* _Problem details_
Only lines that contain the word "garage" are to be returned from the data below.

* _Data in this exercise_
···

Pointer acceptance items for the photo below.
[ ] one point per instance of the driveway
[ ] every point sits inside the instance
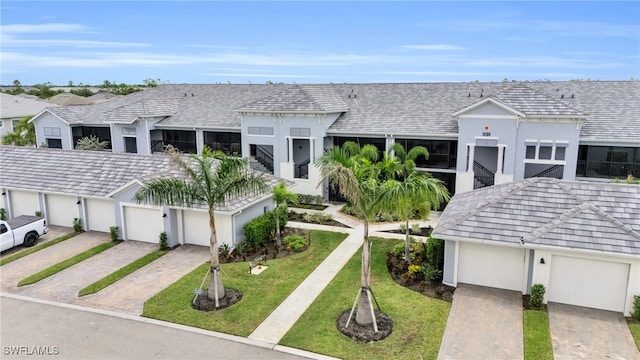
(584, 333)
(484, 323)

···

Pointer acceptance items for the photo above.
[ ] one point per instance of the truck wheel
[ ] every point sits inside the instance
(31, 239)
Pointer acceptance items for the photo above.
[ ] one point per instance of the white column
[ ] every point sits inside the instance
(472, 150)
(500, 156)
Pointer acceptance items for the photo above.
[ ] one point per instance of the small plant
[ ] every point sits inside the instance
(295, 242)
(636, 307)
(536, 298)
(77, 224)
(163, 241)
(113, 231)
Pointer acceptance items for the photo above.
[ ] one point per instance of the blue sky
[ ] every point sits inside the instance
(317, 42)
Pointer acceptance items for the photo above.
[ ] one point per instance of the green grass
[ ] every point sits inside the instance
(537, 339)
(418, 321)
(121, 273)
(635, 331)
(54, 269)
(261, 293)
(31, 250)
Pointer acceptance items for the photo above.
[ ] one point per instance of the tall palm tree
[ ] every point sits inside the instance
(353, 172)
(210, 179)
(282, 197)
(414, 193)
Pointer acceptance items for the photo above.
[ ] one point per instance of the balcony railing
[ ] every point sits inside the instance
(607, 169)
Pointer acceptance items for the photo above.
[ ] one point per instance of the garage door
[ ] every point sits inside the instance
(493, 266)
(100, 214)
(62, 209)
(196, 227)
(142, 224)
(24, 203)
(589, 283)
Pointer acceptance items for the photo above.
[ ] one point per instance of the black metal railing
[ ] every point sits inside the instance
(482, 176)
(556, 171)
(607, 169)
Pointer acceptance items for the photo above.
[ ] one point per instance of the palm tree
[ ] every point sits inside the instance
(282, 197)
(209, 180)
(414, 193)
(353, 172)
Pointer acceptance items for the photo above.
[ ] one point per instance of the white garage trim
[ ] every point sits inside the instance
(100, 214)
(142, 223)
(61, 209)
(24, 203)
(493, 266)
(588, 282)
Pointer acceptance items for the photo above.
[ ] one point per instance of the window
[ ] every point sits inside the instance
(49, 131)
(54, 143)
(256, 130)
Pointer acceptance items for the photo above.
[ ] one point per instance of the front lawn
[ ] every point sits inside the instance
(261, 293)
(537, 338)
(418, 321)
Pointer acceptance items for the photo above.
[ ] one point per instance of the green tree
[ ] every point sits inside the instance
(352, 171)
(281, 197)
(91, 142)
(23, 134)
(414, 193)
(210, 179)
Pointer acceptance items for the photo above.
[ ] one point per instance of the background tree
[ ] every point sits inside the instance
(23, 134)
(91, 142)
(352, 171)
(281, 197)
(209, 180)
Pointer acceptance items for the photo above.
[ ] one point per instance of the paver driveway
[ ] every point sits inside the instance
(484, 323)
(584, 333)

···

* _Result of the exercise_
[ ] one point per instance of the garage door
[ ] one point per instance of the white garage trim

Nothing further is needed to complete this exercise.